** Work required **
Reproduce word for word the rows below, starting at the line that contains "of the open" and ending after the line that contains "Target: ceiling tile".

* BEGIN *

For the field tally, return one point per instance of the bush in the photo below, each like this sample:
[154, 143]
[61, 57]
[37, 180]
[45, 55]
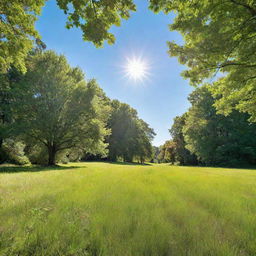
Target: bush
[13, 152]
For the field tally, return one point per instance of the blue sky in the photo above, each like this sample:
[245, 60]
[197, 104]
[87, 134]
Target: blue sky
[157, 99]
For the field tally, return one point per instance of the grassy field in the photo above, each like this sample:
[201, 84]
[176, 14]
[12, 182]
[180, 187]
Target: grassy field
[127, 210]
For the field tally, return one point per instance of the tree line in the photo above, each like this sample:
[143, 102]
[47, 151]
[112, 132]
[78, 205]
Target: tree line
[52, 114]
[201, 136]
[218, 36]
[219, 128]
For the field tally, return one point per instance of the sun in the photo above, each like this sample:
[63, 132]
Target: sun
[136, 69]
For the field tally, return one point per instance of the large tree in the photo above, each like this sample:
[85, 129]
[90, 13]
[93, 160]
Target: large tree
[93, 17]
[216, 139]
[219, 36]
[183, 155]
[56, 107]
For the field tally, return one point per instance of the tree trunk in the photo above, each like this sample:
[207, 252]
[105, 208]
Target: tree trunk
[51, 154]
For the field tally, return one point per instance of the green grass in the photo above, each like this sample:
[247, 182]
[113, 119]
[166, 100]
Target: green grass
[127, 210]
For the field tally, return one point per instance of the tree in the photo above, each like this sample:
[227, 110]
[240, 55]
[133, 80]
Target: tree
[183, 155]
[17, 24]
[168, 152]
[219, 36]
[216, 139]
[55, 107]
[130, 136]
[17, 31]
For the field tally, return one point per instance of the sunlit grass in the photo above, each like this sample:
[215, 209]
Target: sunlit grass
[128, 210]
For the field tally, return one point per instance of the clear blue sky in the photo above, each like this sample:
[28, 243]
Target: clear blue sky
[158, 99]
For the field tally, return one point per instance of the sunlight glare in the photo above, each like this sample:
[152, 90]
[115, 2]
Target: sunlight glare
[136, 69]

* END *
* BEGIN *

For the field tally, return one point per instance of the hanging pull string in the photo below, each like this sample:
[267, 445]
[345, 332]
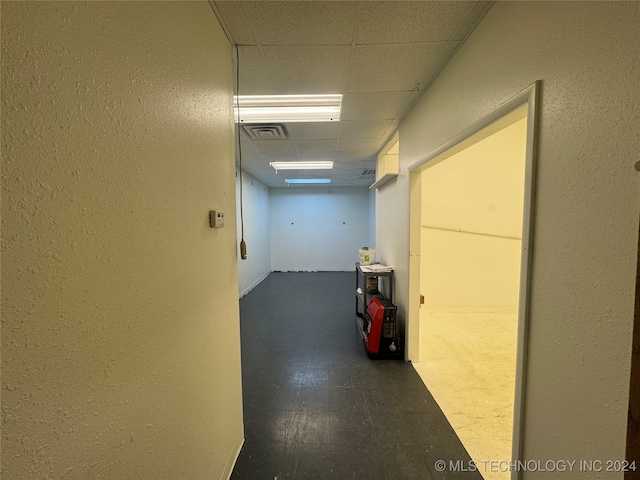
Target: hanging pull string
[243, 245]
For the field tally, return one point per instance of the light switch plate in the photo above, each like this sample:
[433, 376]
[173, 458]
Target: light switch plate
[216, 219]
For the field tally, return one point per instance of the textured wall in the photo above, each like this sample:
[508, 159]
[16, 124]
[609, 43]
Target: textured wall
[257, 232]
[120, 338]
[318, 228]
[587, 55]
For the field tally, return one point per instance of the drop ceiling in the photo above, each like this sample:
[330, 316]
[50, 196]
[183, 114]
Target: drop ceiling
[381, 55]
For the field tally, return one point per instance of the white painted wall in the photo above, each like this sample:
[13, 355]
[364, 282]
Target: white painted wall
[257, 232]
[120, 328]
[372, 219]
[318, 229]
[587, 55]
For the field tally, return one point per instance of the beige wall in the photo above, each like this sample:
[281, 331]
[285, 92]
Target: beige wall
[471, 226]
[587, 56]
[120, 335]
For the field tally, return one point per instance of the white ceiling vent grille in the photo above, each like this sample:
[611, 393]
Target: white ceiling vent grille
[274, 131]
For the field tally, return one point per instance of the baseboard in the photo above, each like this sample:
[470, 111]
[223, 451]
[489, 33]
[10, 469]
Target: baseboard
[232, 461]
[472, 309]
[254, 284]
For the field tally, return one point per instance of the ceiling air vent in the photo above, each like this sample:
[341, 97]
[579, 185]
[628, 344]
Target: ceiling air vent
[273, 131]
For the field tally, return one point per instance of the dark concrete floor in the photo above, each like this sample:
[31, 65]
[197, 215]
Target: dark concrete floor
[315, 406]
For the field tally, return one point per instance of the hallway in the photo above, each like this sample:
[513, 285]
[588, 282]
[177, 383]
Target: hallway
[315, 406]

* END *
* BEGIN *

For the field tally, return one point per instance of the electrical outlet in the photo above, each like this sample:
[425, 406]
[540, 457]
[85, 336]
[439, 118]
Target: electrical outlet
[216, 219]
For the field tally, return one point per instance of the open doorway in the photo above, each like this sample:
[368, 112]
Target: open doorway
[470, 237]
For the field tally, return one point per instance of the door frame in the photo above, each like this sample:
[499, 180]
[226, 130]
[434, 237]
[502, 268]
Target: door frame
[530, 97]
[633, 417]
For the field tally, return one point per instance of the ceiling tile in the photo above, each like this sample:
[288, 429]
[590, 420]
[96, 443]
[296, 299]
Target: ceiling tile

* END *

** Task response **
For the field tally, return one point per instance of the open doorway in the photo above, each like this sample:
[368, 112]
Target: open doorway
[470, 237]
For the field tally, return one point per instance of the door frame in the photo above, each like this sample:
[499, 180]
[226, 130]
[434, 237]
[502, 268]
Target: door frame
[530, 97]
[633, 417]
For the field tally, return one point per instance of the ceiling tile in the photo above, each like this sample:
[288, 429]
[590, 420]
[96, 443]
[296, 299]
Target: ceiling tile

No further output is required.